▶ DOCUMENT EXTRACT:
════════
Oxford Property Market and Hammond’s Budget Promise to Build 300,000 more homes


I miss the good old days of George Osborne as Chancellor, with his hardhat and hi-vis jacket. He must have visited every new home building site in the UK with his trademark attire! For the last few years, the nearest Philip Hammond got to donning a ‘Bob the Builder’ outfit was at his grandchild’s birthday party. However, with what appears to be a change in focus by the Tories, they appear to have fallen in love with house building again with the Chancellor’s promise to create 300,000 new households in a year.



Nationally, the number of new homes created has topped 217,344 over the last year, the highest since the financial crash of 2007/8. Looking closer to home: in total there were 320 ‘net additional dwellings’ in the last 12 months in the Oxford City Council area, a respectable increase of 113% on the 2010 figure!  Evidence of a prolonged period of under-investment.



The figures show that 66% of this additional housing was new build properties. In total, there were 211 new dwellings built over the last year in Oxford. In addition, there were 43 additional dwellings created from converting commercial or office buildings into residential property and a further 81 dwellings were added as a result of converting houses into flats.



While these all added to the total housing stock in the Oxford area, there were 15 demolitions to take into account.


I was encouraged to see some of the new households in the Oxford area had come from a change of use. The planning laws were changed a few years back so that, in certain circumstances, owners of properties didn’t need planning permission to change office space in to residential use.
════════
▶ Rows from a dataset:

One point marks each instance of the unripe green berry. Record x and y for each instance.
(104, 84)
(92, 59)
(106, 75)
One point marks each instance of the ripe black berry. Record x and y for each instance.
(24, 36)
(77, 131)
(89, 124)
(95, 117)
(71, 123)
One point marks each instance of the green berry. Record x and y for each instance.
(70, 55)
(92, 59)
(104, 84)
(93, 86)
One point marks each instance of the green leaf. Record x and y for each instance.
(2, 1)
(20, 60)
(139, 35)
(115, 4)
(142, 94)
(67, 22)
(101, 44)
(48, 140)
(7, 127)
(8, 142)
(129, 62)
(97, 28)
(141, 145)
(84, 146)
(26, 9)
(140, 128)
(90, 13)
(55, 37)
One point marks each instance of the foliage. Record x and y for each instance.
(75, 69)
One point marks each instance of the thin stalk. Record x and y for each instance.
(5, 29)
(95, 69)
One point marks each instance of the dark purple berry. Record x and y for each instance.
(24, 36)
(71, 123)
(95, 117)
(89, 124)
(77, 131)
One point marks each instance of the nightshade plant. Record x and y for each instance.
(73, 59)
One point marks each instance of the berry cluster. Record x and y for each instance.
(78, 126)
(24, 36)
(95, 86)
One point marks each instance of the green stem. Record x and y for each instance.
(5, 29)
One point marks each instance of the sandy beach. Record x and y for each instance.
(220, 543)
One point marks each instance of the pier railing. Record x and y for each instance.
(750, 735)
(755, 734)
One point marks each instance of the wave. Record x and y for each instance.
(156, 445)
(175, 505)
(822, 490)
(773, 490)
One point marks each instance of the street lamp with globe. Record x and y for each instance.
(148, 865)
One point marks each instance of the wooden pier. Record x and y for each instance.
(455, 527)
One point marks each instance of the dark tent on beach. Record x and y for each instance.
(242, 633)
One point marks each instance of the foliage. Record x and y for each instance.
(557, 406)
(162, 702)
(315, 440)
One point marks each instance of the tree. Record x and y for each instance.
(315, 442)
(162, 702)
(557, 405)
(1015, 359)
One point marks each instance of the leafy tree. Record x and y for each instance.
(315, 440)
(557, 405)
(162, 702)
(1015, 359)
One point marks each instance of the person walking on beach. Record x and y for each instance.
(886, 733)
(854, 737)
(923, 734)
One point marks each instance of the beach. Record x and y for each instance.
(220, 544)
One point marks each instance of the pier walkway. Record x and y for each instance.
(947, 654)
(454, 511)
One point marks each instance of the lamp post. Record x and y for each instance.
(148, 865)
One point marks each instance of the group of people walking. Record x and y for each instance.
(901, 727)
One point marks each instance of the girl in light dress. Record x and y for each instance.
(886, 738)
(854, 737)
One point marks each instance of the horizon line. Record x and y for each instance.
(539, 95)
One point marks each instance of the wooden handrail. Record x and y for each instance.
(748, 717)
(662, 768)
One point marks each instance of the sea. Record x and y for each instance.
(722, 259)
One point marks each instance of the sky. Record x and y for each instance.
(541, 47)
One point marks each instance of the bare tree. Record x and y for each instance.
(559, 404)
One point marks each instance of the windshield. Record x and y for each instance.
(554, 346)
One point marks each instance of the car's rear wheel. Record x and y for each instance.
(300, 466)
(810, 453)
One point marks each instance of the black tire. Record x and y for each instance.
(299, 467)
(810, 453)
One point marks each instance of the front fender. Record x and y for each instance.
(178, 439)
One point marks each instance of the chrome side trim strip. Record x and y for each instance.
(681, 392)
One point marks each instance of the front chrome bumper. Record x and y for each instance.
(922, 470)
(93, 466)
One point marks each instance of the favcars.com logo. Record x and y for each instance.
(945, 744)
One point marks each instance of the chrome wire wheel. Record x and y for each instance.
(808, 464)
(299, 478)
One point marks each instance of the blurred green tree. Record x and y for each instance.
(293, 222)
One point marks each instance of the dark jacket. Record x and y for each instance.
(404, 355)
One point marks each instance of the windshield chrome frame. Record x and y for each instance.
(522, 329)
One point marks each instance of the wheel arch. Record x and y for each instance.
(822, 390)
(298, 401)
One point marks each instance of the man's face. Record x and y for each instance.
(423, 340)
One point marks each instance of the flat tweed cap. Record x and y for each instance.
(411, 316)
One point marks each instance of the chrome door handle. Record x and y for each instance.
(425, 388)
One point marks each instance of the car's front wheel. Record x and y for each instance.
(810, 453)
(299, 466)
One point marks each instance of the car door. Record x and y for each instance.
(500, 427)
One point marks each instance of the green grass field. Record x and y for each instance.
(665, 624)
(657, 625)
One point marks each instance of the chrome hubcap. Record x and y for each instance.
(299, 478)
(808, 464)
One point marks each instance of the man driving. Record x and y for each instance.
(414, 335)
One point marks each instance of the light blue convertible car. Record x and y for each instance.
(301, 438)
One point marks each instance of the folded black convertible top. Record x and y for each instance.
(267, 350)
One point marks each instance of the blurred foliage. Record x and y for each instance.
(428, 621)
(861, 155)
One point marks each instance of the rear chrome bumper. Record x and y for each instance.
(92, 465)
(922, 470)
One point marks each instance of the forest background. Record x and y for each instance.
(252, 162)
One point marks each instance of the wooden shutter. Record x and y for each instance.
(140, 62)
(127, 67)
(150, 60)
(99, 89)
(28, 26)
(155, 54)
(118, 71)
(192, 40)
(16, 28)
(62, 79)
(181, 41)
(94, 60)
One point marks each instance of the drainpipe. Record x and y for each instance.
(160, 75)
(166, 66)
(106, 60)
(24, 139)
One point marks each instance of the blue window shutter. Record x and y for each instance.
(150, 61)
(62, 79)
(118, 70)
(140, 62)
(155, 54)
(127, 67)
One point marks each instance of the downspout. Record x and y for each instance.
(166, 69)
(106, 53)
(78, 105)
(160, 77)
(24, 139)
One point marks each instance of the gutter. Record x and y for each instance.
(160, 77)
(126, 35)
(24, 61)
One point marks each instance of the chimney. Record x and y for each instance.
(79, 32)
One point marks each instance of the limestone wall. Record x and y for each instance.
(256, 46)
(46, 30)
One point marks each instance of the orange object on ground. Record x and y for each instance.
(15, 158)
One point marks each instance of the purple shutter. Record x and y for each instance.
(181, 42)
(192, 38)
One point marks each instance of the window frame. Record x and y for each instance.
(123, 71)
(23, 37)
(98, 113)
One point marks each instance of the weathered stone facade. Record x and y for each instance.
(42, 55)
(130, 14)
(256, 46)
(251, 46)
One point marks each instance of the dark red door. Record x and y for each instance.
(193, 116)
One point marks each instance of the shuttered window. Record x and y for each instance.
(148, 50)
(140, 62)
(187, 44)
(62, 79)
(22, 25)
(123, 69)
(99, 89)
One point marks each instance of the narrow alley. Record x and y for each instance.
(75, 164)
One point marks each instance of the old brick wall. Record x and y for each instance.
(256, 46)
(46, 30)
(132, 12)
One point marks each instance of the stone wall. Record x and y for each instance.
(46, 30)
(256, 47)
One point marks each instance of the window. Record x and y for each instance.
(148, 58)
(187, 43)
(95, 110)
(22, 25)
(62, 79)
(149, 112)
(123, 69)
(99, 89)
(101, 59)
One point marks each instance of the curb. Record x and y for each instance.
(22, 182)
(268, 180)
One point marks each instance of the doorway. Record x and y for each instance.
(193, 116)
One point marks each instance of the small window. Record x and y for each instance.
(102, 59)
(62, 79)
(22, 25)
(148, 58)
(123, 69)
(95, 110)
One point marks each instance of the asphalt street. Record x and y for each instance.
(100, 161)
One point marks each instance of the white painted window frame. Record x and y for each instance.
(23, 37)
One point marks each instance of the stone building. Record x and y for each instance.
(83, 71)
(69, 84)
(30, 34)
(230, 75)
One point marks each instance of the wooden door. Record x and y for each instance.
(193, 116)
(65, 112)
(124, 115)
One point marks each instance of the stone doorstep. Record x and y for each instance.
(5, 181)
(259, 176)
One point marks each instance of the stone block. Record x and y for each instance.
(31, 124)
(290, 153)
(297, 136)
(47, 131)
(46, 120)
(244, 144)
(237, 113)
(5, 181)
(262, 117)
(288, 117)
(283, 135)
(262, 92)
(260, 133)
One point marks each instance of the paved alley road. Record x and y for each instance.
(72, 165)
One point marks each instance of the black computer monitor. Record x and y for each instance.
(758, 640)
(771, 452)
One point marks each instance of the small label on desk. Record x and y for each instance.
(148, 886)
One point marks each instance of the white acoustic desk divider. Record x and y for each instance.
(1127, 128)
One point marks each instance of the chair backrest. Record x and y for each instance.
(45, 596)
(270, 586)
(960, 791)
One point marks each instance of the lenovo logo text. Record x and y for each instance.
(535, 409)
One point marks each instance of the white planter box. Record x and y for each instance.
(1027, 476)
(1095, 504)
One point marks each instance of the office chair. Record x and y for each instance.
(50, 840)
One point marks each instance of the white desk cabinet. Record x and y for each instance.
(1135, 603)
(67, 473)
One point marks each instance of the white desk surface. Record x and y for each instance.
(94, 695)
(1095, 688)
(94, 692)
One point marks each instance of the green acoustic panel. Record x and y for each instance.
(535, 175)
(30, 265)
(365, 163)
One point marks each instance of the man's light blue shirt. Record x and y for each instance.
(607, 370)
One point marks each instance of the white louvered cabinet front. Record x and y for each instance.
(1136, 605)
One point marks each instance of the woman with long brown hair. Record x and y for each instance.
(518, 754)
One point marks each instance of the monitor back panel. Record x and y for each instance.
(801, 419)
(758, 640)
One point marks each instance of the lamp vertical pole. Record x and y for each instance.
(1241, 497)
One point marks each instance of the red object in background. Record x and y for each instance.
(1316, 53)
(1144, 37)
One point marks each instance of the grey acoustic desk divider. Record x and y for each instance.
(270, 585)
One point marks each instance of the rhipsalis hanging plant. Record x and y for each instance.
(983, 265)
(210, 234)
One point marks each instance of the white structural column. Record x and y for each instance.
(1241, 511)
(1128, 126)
════════
▶ TASKS TO PERFORM:
1. List each row containing the string "convertible".
2. Write the next part of the Oxford housing article, picking up after its final sentence.
The Oxford housing article and the rows were drawn from unrelated sources.

▶ RESULTS FOR THE EXERCISE:
1.
One point marks each instance of the light blue convertible car. Record x and y for each instance.
One point marks each instance of the folded black convertible top. Record x and y for each instance.

2.
With the scarcity of building land available locally (or the builders being very slow to build on what they have, for fear of flooding the market), it was pleasing to see the number of developers that had redeveloped vacant office space into residential homes in the local council area. Converting offices and shops to residential use will be vital in helping to solve the Oxford housing crisis especially, as you can see on the graph, that the level of building has hardly been spectacular over the last seven years!





Now we have had the autumn budget, Theresa May and Philip Hammond have set out their stall with housing as their key focus, including more funding for the supply side and an injection of urgency into the planning system.





The biggest question is, just where are the Government going to build all these new houses? Whilst the apparent new focus on the housing market by the Government is good news for all homeowners and buy to let landlords, in the short term, demand still outstrips supply for owner-occupied and private rented homes and that will mean continued upward pressures on prices for buyers and on rents for tenants.